* _PROBLEM TO WORK ON_
Starting at the line that contains "Locate every instance of the white horizontal", quote each line exactly through the last line of the entries, both included.

* _INFORMATION GIVEN_

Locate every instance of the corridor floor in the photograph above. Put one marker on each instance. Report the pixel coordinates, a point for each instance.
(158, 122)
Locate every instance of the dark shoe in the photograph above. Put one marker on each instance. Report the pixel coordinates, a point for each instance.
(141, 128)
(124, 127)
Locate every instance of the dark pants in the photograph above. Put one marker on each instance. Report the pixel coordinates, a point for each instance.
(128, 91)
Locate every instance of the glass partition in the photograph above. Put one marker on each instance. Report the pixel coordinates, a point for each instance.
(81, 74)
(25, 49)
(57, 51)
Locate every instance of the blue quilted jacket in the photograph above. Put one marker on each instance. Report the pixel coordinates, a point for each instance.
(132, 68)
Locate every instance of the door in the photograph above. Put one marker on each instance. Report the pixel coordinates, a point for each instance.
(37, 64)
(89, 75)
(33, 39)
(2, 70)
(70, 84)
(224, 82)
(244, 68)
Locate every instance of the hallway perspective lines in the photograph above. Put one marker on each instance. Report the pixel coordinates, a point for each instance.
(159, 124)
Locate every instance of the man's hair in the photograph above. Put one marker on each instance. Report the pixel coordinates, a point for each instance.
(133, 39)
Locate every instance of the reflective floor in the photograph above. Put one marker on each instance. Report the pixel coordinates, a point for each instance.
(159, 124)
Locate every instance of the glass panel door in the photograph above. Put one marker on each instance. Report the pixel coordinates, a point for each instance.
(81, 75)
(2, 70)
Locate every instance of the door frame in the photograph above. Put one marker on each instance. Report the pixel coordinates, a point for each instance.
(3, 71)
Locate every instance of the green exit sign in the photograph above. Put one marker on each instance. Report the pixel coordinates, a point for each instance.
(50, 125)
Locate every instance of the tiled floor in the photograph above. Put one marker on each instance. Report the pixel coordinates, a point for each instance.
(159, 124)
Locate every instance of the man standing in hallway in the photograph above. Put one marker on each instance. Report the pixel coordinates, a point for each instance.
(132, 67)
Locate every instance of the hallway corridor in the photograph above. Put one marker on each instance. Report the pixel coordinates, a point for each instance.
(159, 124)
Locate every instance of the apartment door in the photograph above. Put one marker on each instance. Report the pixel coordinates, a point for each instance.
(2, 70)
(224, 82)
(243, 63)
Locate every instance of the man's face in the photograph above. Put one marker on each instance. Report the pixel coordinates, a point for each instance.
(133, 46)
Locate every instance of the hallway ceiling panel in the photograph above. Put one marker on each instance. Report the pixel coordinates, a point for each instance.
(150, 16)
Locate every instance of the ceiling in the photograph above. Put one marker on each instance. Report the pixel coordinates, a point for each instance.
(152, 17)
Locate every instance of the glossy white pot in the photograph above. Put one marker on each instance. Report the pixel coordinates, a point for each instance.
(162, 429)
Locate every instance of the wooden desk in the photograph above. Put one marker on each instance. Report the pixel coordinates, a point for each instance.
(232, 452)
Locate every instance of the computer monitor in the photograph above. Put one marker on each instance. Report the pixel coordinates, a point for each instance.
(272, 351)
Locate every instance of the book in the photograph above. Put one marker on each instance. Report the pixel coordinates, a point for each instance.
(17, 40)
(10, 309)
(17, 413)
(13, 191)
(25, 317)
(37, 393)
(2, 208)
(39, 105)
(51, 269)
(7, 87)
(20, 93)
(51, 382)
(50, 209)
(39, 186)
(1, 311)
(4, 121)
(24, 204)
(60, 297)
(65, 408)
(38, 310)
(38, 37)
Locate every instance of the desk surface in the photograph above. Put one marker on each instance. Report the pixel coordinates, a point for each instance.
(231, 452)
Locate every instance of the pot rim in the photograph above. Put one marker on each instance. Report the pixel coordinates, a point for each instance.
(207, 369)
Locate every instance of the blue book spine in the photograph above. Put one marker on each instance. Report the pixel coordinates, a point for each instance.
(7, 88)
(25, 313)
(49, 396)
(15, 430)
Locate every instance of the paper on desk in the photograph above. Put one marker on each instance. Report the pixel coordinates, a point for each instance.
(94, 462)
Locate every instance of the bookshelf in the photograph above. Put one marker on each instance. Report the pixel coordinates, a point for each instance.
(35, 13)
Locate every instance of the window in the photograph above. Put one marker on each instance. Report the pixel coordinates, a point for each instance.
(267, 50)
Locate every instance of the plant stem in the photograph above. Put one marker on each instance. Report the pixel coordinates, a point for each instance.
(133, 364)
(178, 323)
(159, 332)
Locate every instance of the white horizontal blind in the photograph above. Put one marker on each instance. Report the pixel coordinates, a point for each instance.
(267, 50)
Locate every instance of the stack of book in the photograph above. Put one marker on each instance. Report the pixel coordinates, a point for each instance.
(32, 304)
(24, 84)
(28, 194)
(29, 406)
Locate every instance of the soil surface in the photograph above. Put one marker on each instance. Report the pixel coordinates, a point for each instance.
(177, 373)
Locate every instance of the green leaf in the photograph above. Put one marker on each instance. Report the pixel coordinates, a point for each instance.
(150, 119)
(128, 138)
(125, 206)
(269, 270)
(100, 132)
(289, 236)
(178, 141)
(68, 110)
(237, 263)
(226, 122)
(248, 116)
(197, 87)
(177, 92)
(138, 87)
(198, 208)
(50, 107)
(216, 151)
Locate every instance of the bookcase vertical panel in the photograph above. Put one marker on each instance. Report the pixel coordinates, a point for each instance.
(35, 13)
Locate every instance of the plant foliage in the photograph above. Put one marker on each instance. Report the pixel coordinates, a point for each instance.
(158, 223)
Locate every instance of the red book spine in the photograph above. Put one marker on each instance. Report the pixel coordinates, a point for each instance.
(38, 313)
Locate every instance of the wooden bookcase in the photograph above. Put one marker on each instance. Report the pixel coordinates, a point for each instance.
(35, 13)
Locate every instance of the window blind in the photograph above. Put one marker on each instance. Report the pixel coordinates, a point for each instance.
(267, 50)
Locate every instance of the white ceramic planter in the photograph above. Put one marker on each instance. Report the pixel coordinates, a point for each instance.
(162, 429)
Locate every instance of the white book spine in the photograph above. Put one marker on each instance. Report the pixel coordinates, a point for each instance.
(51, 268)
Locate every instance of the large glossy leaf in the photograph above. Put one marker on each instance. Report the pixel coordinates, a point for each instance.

* _RIGHT ANSWER_
Locate every instance of the white horizontal blind in the photograph above. Put one marker on each instance. Report the pixel coordinates, a point for each instance.
(267, 50)
Locate every instance of the stack of book in the photograph above. Put one marker on each instance. Report the pixel coordinates, a point for each instance.
(32, 304)
(24, 84)
(28, 194)
(29, 406)
Locate every instance of the soil surface in the photograph above. Put one marker on each instance. Report the pixel coordinates, a point for each instance.
(177, 373)
Locate every instance of the green leaf in the photograph above. Put one marker on each instance. Report the pixel coordinates, a point for each instance.
(150, 119)
(128, 138)
(125, 206)
(269, 270)
(100, 132)
(289, 236)
(178, 141)
(68, 110)
(237, 263)
(226, 122)
(248, 116)
(197, 87)
(177, 92)
(138, 87)
(198, 208)
(50, 107)
(216, 151)
Locate every instance of the bookcase vertical panel in the photograph above. Put one marker on each instance. Report the pixel coordinates, a point for each instance.
(35, 13)
Locate every instance of the plant foliage in the photograph above. Put one marker on each instance. Report the pixel coordinates, a point for each instance.
(158, 223)
Locate every instance of the red book spine in the photograph above. Put one marker on each instance. Report the pixel coordinates, a point for each instance.
(38, 313)
Locate every instance of the wooden bookcase in the photograph above. Put one marker on each instance. Report the pixel coordinates, a point for each instance.
(35, 13)
Locate every instance of the window blind in the photograph above. Put one marker on each instance. Report the pixel coordinates, a point for each instance.
(267, 50)
Locate every instance of the white ceramic planter in the photograph above. Put one marker on each instance. Report the pixel coordinates, a point for each instance.
(162, 429)
Locate every instance of the white book spine in the photograph above. Put one marker on each instance. Report the pixel coordinates, a point for each instance.
(51, 268)
Locate every instance of the large glossy leaf in the photograph above. Put one marker on each instance. Report the pixel coordinates, a point for each instance.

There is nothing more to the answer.